**What is needed:** Rewrite the stretch from the line containing "notation: point(32, 128)." through the line containing "point(554, 130)", replacing "wooden" with "timber" and changing nothing else. Leave the pictures out.

**Data shown:**
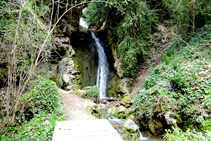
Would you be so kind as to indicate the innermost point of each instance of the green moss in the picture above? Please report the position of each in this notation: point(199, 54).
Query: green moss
point(114, 89)
point(77, 81)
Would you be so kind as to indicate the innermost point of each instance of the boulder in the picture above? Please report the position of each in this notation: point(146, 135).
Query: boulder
point(130, 126)
point(124, 85)
point(65, 73)
point(62, 44)
point(156, 127)
point(112, 110)
point(172, 118)
point(121, 109)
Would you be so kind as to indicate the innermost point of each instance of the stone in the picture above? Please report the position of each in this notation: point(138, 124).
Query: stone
point(131, 117)
point(121, 109)
point(62, 44)
point(83, 29)
point(65, 73)
point(124, 85)
point(172, 118)
point(117, 66)
point(156, 127)
point(112, 110)
point(130, 126)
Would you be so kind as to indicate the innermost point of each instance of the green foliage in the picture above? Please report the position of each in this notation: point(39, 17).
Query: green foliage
point(94, 12)
point(41, 127)
point(190, 135)
point(38, 110)
point(44, 97)
point(188, 14)
point(92, 93)
point(133, 23)
point(180, 84)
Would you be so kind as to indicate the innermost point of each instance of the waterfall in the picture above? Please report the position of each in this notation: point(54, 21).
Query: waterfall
point(102, 71)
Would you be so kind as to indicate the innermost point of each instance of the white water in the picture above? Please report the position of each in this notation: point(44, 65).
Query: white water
point(102, 71)
point(82, 22)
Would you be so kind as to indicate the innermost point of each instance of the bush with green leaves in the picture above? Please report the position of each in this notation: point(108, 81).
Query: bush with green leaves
point(188, 15)
point(131, 25)
point(44, 97)
point(41, 127)
point(92, 93)
point(176, 134)
point(181, 84)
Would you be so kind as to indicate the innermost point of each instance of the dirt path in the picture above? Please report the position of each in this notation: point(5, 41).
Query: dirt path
point(75, 106)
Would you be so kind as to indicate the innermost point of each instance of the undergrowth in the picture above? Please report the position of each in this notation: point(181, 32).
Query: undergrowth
point(92, 93)
point(39, 109)
point(181, 84)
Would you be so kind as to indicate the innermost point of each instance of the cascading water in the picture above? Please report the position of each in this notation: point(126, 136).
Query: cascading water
point(102, 71)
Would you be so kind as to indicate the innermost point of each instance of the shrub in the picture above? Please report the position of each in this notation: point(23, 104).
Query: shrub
point(92, 93)
point(180, 84)
point(41, 127)
point(44, 97)
point(176, 134)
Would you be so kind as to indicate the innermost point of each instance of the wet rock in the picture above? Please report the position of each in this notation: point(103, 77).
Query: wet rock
point(112, 110)
point(130, 126)
point(65, 73)
point(83, 29)
point(131, 117)
point(172, 118)
point(156, 127)
point(124, 85)
point(62, 44)
point(121, 109)
point(118, 67)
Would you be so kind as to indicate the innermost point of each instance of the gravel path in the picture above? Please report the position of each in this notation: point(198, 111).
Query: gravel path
point(75, 106)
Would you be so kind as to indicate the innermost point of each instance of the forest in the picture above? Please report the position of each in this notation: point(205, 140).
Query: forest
point(149, 59)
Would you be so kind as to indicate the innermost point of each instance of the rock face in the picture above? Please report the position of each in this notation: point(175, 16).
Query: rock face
point(66, 73)
point(61, 46)
point(131, 126)
point(156, 127)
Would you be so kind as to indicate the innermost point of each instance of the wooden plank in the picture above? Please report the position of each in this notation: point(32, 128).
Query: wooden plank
point(90, 130)
point(98, 133)
point(93, 138)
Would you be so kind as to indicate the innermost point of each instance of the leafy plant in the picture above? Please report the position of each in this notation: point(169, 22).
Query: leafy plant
point(44, 97)
point(92, 93)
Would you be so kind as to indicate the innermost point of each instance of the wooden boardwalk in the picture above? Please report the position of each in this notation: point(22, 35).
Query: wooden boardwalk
point(85, 130)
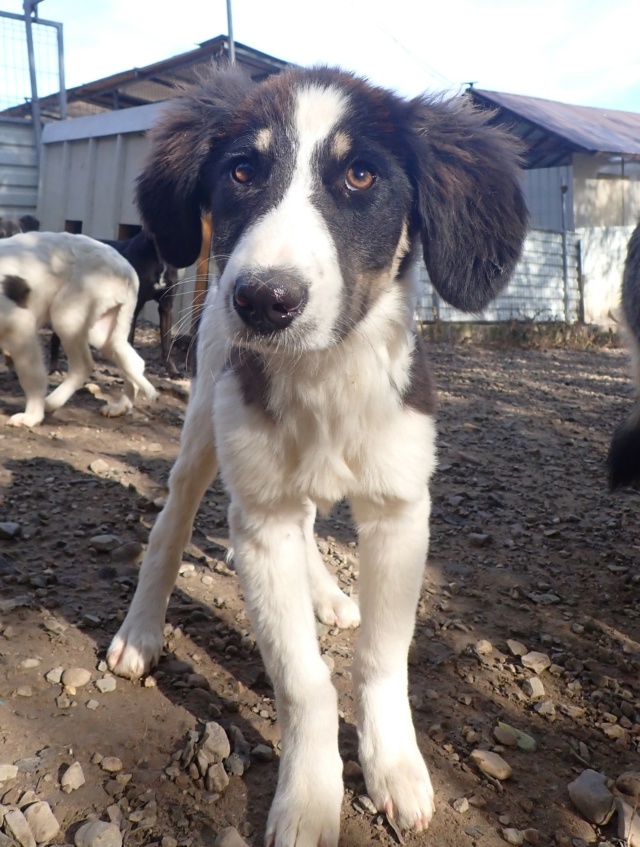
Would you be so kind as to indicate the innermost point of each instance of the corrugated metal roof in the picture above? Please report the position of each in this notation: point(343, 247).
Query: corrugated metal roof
point(153, 83)
point(554, 130)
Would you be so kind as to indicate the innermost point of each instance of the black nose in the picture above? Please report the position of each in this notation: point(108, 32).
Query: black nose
point(269, 300)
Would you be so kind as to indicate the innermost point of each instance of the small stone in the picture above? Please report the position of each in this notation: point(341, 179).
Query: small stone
point(75, 677)
point(628, 823)
point(54, 676)
point(98, 834)
point(216, 779)
point(24, 691)
point(506, 735)
point(54, 626)
point(15, 825)
point(72, 778)
point(229, 837)
point(8, 772)
point(215, 743)
point(42, 821)
point(483, 647)
point(592, 798)
point(513, 836)
point(105, 543)
point(536, 662)
point(533, 688)
point(516, 648)
point(461, 805)
point(492, 764)
point(546, 708)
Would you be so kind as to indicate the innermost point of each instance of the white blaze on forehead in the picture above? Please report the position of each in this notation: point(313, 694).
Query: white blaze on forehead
point(293, 234)
point(317, 112)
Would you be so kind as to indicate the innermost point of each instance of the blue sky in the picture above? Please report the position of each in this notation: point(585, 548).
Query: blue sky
point(576, 51)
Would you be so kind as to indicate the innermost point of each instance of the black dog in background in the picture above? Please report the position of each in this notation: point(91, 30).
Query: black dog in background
point(12, 226)
point(624, 452)
point(157, 282)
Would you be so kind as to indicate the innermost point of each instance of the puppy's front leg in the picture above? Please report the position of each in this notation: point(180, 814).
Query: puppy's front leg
point(138, 643)
point(270, 552)
point(393, 547)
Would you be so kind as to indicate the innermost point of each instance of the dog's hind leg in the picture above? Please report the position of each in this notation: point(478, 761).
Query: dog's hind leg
point(331, 605)
point(116, 347)
point(80, 365)
point(138, 643)
point(28, 362)
point(269, 543)
point(393, 547)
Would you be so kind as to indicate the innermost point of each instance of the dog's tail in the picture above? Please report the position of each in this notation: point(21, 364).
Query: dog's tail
point(623, 460)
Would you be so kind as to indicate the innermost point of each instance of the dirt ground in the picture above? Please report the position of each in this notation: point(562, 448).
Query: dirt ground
point(527, 544)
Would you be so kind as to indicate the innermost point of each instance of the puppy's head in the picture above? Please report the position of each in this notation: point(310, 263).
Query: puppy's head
point(320, 188)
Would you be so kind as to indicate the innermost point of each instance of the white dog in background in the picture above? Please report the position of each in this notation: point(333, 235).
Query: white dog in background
point(87, 293)
point(313, 386)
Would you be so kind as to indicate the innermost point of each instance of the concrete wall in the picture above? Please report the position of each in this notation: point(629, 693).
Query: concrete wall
point(606, 193)
point(18, 169)
point(87, 181)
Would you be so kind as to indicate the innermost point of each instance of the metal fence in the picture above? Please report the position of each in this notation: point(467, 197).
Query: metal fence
point(544, 287)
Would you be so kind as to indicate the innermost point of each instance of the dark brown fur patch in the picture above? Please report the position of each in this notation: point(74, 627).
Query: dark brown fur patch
point(17, 289)
point(249, 368)
point(420, 393)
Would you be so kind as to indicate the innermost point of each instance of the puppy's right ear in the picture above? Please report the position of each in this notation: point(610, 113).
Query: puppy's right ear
point(170, 194)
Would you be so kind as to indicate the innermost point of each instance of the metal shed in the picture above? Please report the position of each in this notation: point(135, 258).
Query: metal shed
point(89, 164)
point(594, 153)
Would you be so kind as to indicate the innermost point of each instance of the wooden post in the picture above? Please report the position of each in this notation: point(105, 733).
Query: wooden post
point(202, 273)
point(200, 290)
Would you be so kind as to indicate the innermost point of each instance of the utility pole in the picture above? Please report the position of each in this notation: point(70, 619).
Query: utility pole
point(232, 46)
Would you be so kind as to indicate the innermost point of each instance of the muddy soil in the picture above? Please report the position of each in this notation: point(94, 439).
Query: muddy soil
point(527, 546)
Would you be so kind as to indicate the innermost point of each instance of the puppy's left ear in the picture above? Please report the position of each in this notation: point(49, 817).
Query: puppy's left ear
point(472, 214)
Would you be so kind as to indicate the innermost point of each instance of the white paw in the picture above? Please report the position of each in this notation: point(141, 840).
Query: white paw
point(402, 788)
point(334, 608)
point(134, 649)
point(306, 810)
point(23, 419)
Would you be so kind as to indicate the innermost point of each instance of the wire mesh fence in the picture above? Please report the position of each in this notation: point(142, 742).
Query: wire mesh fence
point(15, 84)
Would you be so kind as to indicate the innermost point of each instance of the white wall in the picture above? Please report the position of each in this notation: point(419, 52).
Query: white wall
point(604, 250)
point(18, 169)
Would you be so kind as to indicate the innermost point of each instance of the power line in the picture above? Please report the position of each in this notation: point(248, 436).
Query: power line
point(429, 68)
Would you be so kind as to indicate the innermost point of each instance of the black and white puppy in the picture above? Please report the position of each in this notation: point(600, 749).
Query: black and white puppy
point(313, 385)
point(157, 281)
point(87, 293)
point(624, 451)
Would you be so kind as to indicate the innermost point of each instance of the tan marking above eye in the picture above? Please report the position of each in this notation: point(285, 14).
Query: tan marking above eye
point(341, 145)
point(243, 172)
point(263, 139)
point(359, 177)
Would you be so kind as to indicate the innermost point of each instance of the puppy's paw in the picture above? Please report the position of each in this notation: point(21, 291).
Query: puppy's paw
point(23, 419)
point(334, 608)
point(134, 650)
point(401, 787)
point(305, 812)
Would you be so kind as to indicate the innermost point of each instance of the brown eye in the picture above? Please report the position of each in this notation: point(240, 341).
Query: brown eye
point(359, 177)
point(243, 171)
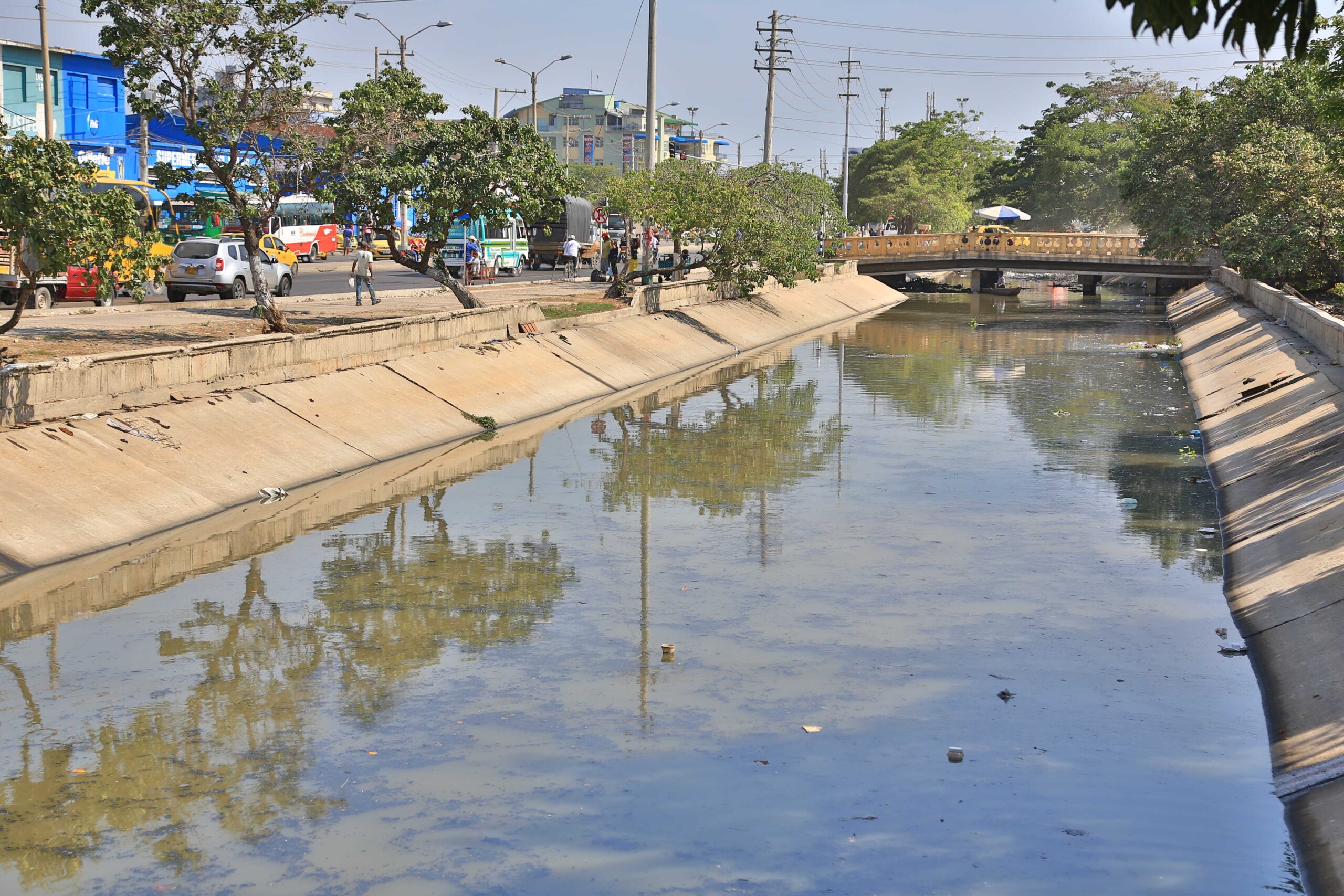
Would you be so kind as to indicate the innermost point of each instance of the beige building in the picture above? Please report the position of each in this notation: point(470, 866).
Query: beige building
point(589, 127)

**Solution:**
Would you be so kind as to indicate the innermost point of each instance of the timber plank in the picture above? Please report the position of each in this notation: point(32, 128).
Query: timber plank
point(90, 130)
point(98, 133)
point(93, 138)
Would you be so kind as to indicate the innermost point of each instance of the leafy plant in the picture above? Please report the position of each in this notation: point(169, 22).
Query: leafy plant
point(44, 97)
point(92, 93)
Would you be so kind as to indicate the innermost point of each instance of the timber boardwalk in the picture above? Please report the position of each in this notation: point(22, 35).
Query: timber boardwalk
point(85, 130)
Would you be so kind as to indicate the innermost point of each instance of the corrugated metal roof in the picture above? Please report the position of each in this notation: point(343, 247).
Query: corrugated metal roof
point(153, 83)
point(554, 130)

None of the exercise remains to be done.